Collected data entries:

════════

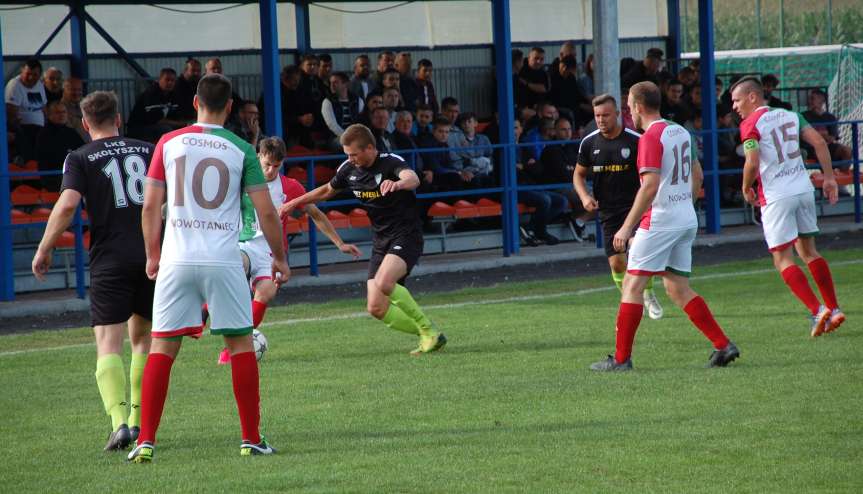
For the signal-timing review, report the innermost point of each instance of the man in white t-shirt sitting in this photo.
(25, 103)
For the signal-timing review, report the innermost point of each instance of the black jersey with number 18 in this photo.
(110, 174)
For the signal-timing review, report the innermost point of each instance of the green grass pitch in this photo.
(508, 406)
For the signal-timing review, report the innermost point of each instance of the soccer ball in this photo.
(259, 341)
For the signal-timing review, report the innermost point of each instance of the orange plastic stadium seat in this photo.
(19, 217)
(298, 173)
(339, 219)
(40, 215)
(359, 218)
(24, 195)
(465, 209)
(49, 197)
(441, 210)
(323, 174)
(487, 207)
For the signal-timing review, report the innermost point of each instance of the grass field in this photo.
(509, 406)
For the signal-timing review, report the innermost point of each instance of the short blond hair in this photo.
(358, 134)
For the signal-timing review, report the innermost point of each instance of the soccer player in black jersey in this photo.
(384, 184)
(109, 174)
(609, 153)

════════

▶ Written exercise:
From the line containing "18 in this photo." through the closing line of the material above, return every line exactly and omit all others.

▶ Answer below:
For the signal-timing review, report the innermost point of each instance of the black jersey with number 18 in this photo.
(110, 174)
For the signal-timing review, report the innermost point of each instance of the green grass pitch in this photo.
(508, 406)
For the signal-timing review, report the innermost point of each instance of the soccer ball in this photo.
(259, 341)
For the signal-timing review, report the innermost point of each instance of the orange plastic stadium seat in this photo.
(19, 217)
(298, 173)
(339, 219)
(40, 215)
(359, 218)
(24, 195)
(465, 209)
(49, 197)
(441, 210)
(323, 174)
(487, 207)
For the signal-timing review, report the innermost point of each instance of the grass field in this photo.
(509, 406)
For the signal-timing review, report the innermost point of each instance of the short blond hair in this photo.
(358, 134)
For the signal-timing review, report the innermost point of each instance of the soccer player in black jersey in this photo.
(384, 184)
(109, 174)
(609, 153)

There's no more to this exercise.